■ PROBLEMA POSTO 1 ■
Secondo il brano sull'epoca napoleonica al confine del Caffaro, a quale repubblica fu assegnato il territorio di Brescia con il trattato di Campoformio?
■ PROBLEMA POSTO 2 ■
Scrivi il seguito del brano sul confine del Caffaro in epoca napoleonica, riprendendo subito dopo la sua ultima frase.

■ BRANO DI RIFERIMENTO ■
Le vicende dell’epoca napoleonica con la scomparsa della repubblica di Venezia (1797), la soppressione del principato vescovile di Trento (1804), la cancellazione della distinzione tra «vicini» e «forèsti», l’abolizione della giurisdizione signorile e lo scioglimento del Sacro Romano Impero (1806), significarono per la zona a sud e nord del confine del Caffaro la perdita progressiva di un ruolo consolidato nei secoli, quello di essere terra con una forte economia di passaggio. Il governo veneto fu rimpianto per la clemente politica fiscale, la tolleranza nella cultura, la ricchezza di istituzioni assistenziali e l’umanità nell’amministrazione della giustizia. L’industria siderurgica, così fiorente ai tempi di Venezia, fu costretta a chiudere buona parte dei forni fusori, i commerci ristagnarono.

Col trattato di Campoformio (17 ottobre 1797) il territorio di Brescia, compresa la valle Sabbia, fu assegnato alla Repubblica Cisalpina, poi alla Repubblica Italiana e quindi al Regno d’Italia, tutti e tre controllati dai francesi. Con Campoformio il Trentino invece passò temporaneamente sotto la diretta amministrazione dell’Austria, poi fu annesso al Regno di Baviera (1806), quindi al napoleonico Regno d’Italia (1810). Le truppe austriache rioccuparono la regione tridentina dopo la battaglia di Lipsia (18 ottobre 1813). L’appartenenza del Trentino all’Impero austriaco venne confermata dal congresso di Vienna del 1815, che assegnò la Lombardia al Regno Lombardo-Veneto, dipendente dall’Impero. Questo assetto durò fino alla Seconda guerra italiana di indipendenza (1859).

■ DATI FORNITI ■
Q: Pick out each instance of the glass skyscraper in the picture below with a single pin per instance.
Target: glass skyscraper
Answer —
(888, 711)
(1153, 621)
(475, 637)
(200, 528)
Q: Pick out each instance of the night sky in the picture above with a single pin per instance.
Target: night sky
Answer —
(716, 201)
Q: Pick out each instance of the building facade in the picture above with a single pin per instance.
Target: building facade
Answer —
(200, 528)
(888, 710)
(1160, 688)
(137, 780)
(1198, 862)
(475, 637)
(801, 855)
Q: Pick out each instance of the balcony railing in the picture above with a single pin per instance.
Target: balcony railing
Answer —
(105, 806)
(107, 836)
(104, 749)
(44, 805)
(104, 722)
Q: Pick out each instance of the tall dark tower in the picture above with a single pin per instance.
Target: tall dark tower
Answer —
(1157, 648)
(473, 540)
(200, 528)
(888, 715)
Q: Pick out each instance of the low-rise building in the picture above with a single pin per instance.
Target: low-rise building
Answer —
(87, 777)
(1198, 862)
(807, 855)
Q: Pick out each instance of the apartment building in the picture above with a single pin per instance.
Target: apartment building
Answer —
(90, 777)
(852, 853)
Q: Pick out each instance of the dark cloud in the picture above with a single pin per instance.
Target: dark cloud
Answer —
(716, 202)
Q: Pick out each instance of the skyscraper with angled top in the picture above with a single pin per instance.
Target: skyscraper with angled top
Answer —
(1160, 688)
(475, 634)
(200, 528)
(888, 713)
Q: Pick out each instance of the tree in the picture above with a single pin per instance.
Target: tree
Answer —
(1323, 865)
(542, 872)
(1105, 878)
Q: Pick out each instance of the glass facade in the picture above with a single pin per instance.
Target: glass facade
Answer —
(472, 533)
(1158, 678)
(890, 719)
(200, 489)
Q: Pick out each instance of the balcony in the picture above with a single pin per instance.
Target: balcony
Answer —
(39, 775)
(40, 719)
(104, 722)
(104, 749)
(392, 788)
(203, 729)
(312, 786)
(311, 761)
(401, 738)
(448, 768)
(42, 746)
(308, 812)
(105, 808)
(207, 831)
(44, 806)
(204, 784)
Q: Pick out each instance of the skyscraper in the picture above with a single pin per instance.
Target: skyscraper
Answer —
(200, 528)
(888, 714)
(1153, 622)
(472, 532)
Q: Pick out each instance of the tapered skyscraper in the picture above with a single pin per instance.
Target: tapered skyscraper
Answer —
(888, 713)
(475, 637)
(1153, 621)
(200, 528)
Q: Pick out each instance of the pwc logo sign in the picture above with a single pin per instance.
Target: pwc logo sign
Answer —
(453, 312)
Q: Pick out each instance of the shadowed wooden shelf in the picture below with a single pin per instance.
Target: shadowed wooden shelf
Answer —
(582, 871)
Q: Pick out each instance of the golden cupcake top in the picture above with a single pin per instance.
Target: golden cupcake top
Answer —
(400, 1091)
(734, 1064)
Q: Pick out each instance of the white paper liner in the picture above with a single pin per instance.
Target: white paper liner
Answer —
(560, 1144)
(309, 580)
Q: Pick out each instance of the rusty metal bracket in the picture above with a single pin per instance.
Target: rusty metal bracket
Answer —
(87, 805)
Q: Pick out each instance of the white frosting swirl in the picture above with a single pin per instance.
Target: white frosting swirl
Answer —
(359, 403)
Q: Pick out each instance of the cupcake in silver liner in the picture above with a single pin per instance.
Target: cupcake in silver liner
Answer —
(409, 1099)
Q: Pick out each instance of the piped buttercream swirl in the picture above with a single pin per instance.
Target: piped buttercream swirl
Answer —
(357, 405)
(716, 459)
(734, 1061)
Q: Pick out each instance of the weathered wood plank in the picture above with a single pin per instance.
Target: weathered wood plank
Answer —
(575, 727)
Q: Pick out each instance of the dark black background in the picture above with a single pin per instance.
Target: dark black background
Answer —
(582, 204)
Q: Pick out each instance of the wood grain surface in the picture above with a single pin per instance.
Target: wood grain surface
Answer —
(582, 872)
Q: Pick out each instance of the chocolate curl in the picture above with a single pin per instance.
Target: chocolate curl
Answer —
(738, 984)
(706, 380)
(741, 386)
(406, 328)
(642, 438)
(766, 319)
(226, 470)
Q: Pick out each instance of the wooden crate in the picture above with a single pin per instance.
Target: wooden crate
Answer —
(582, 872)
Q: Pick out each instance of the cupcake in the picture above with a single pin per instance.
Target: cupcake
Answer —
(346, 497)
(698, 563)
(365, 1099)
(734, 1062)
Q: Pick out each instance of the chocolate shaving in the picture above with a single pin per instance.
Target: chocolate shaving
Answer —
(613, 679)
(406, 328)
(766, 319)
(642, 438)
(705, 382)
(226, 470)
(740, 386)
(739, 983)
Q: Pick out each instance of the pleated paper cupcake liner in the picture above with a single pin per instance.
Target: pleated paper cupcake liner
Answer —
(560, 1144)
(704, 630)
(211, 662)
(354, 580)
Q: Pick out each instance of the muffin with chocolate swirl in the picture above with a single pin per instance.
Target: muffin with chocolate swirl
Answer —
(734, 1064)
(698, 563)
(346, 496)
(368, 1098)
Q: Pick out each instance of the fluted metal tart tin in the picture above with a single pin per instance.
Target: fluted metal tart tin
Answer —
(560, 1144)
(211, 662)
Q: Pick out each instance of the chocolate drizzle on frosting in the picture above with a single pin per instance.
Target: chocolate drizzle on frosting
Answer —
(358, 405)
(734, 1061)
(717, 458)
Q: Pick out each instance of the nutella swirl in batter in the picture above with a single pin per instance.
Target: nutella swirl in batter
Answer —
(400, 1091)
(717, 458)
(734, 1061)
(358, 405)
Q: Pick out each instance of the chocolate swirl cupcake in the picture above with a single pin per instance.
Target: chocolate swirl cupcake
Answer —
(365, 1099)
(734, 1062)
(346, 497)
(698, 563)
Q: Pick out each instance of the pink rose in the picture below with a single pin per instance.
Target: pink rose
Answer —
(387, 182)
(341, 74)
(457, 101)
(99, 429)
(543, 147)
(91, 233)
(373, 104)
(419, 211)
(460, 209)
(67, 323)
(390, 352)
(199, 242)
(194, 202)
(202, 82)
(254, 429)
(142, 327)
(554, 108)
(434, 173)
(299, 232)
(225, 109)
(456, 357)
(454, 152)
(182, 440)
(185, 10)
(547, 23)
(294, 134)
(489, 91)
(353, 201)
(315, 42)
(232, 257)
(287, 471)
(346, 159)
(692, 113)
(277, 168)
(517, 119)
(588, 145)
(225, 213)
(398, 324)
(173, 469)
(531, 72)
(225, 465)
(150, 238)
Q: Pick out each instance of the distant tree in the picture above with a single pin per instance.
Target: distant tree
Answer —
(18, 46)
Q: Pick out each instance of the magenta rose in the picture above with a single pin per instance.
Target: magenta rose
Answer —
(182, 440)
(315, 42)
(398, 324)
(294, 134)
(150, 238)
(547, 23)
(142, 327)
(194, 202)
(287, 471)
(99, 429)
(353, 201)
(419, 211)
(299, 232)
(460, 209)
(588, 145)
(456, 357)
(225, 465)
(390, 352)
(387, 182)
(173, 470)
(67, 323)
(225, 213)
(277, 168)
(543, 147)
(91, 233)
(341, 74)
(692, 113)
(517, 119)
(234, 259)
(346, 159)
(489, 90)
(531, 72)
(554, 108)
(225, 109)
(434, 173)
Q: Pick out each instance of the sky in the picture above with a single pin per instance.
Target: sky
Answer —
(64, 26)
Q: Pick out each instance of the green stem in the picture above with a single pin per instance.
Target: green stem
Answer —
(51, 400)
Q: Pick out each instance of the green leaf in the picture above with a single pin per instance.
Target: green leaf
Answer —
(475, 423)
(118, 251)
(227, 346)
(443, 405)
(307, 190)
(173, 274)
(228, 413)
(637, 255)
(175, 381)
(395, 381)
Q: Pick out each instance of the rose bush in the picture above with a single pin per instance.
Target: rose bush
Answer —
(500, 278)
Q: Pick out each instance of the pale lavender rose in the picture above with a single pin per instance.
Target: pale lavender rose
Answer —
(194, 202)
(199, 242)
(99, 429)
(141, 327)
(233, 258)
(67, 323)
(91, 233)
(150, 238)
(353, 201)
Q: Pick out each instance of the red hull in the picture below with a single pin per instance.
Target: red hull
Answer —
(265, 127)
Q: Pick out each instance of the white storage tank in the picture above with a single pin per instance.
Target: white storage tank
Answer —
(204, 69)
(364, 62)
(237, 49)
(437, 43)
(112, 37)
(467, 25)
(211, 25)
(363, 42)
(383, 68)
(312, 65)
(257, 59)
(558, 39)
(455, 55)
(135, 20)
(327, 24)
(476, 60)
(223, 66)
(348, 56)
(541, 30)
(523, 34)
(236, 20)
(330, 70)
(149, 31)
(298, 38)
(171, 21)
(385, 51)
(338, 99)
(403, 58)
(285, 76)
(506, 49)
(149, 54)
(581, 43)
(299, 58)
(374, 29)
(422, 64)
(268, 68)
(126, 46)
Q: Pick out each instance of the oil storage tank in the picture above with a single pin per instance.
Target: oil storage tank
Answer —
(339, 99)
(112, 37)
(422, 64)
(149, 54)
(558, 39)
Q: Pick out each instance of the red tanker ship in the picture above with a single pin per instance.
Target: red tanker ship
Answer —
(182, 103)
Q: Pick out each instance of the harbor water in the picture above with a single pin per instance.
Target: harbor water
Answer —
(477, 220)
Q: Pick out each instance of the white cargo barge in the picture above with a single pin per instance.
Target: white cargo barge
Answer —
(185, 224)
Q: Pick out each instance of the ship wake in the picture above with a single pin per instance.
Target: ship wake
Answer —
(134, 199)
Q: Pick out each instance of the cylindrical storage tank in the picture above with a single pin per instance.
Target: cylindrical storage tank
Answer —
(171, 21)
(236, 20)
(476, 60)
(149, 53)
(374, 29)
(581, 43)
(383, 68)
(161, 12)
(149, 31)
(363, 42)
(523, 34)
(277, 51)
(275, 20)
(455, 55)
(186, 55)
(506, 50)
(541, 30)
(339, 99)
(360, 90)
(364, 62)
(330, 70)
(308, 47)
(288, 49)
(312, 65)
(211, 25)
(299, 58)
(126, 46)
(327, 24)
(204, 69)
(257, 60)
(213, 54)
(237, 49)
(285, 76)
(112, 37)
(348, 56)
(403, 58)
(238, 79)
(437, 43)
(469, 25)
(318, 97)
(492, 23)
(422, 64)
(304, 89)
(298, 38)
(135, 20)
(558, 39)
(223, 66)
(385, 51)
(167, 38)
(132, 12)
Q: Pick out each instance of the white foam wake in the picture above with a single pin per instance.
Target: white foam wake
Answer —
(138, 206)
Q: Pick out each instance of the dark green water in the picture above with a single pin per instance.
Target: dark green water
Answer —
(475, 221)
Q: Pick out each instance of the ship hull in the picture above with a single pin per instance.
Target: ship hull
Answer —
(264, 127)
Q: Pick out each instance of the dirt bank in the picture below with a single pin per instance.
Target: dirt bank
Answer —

■ ESITO DEL COMPITO 1 ■
Alla Repubblica Cisalpina.

■ ESITO DEL COMPITO 2 ■
La ribellione ai nuovi sovrani si accompagnò agli ideali risorgimentali. Il primo grosso movimento popolare si ebbe con l’invasione dei Corpi Franchi del 1848. Dopo l’insurrezione di Milano in marzo, un battaglione austriaco risalì in ritirata la Valle Sabbia diretto a Trento. Fu inseguito dai volontari del generale Michele Allemandi, organizzati per iniziativa dei governi provvisori di alcune città lombarde. Erano circa 5.000 uomini, il fiore e la feccia della società. Avanzarono fino a Toblino, dove vennero sconfitti, per cui ritornarono disordinatamente in Lombardia, dopo aver tentato di organizzare un’ultima resistenza al ponte di confine del Caffaro.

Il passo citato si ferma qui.